▸ **EXCERPT**
Peter Noble

Personal information
- Full name: Peter Noble
- Date of birth: 19 August 1944
- Place of birth: Sunderland, England
- Date of death: 6 May 2017 (aged 72)
- Height: 5 ft 9 in (1.75 m)
- Position: Forward

Senior career*
- Years: Team / Apps / (Gls)
- 1960–1964: Consett / ? / (?)
- 1964–1968: Newcastle United / 25 / (7)
- 1968–1973: Swindon Town / 214 / (62)
- 1973–1980: Burnley / 243 / (63)
- 1980–1983: Blackpool / 97 / (14)
- Total:  / 579 / (146)

= Peter Noble (footballer) =

English footballer

Peter Noble (19 August 1944 – 6 May 2017) was an English footballer who played forward.

Noble began his career with Consett where he combined a career in painting and decorating with football. After an impressive season with a record breaking Consett side he was signed for nearby giants Newcastle United where he made 25 appearances.

Noble signed for Swindon Town from Newcastle United in January 1968 for £8,000 and made his debut as a substitute in a 3–0 win over Walsall at the beginning of February.

In the following season he scored 16 league goals and was the club's top scorer, but his main contribution was to the successful League Cup campaign. He played in every match en route to the Final. Noble scored four goals, including the extra time winner in the semi-final replay versus Burnley. He only discovered five years later that he had suffered a broken shoulder blade in that game.
In the final Swindon beat First Division giants Arsenal 3–1 in a great giant killing feat.

He was the club's top scorer again in 1969/1970 with 12 goals and once more in 1971/1972, with 14. He also scored in both the 1969 Anglo-Italian League Cup Final and the 1970 Anglo-Italian Cup Final where he lined up against Roma and Fabio Capello. (The Italian later stated that the experience of playing and losing to Swindon led to his enduring respect for the English game and the beginning of a long-term ambition to manage the England national side). Noble left Swindon at the end of the 1972/1973 season, when Burnley paid £35,000 for his services.

▸ **COMPLETE THE FOLLOWING**
a) Translate this sentence from the Peter Noble article into Spanish: "Noble signed for Swindon Town from Newcastle United in January 1968 for £8,000 and made his debut as a substitute in a 3–0 win over Walsall at the beginning of February."
b) Answer these questions using the Peter Noble article:
(i) Where was Noble born?
(ii) Which club did Swindon defeat in the League Cup final, and by what score?
(iii) How much did Burnley pay for Noble?
c) Carry on the Peter Noble article, picking up after its last sentence.

Entries from a pointing dataset:
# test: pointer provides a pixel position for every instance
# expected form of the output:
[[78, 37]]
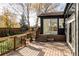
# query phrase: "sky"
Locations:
[[32, 15]]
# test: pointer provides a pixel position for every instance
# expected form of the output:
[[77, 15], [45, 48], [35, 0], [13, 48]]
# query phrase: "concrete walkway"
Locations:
[[43, 49]]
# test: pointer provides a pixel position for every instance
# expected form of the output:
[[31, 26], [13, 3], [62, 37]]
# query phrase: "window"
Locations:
[[61, 23]]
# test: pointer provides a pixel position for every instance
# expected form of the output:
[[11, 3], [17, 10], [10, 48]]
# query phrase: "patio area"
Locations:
[[43, 49]]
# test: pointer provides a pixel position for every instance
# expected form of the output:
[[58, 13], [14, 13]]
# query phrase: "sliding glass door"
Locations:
[[50, 26]]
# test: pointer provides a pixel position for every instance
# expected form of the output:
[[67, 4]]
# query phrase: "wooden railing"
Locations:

▸ **ANSWERS BELOW**
a) Noble fichó por el Swindon Town procedente del Newcastle United en enero de 1968 por 8000 libras e hizo su debut como suplente en una victoria por 3–0 sobre el Walsall a principios de febrero.

b)
(i) Sunderland, England
(ii) Arsenal, 3–1
(iii) £35,000

c)
Burnley originally played him in the fullback position and he reached the final of the Texaco Cup in his first season, losing 2-1 to his old club, Newcastle United in extra time. They eventually moved him up into midfield, and he became their top scorer for three of the following four seasons. He also became the team's penalty taker. Noble captained Burnley as they won the Anglo Scottish Cup in 1979, that included an infamous two legged victory over Scottish Champions Celtic, whose fans rioted in their 0-1 defeat in the first leg of the Quarter Final at Turf Moor. Burnley won the tie 3-1 on aggregate, before going on to beat Oldham Athletic 4-2 in the Final. He was a favourite with the Turf Moor supporters with his commitment, drive and goal scoring. Noble scored 63 goals in 243 appearances and was club captain for much of his seven-year stay at the club.

In 1980, he moved to Blackpool where he continued a partnership with another ex-Burnley player, Paul Fletcher. At the time he also opened a sports shop in Burnley indoor market – Peter Noble Sport Ltd. – which he successfully ran with his family for nearly 20 years.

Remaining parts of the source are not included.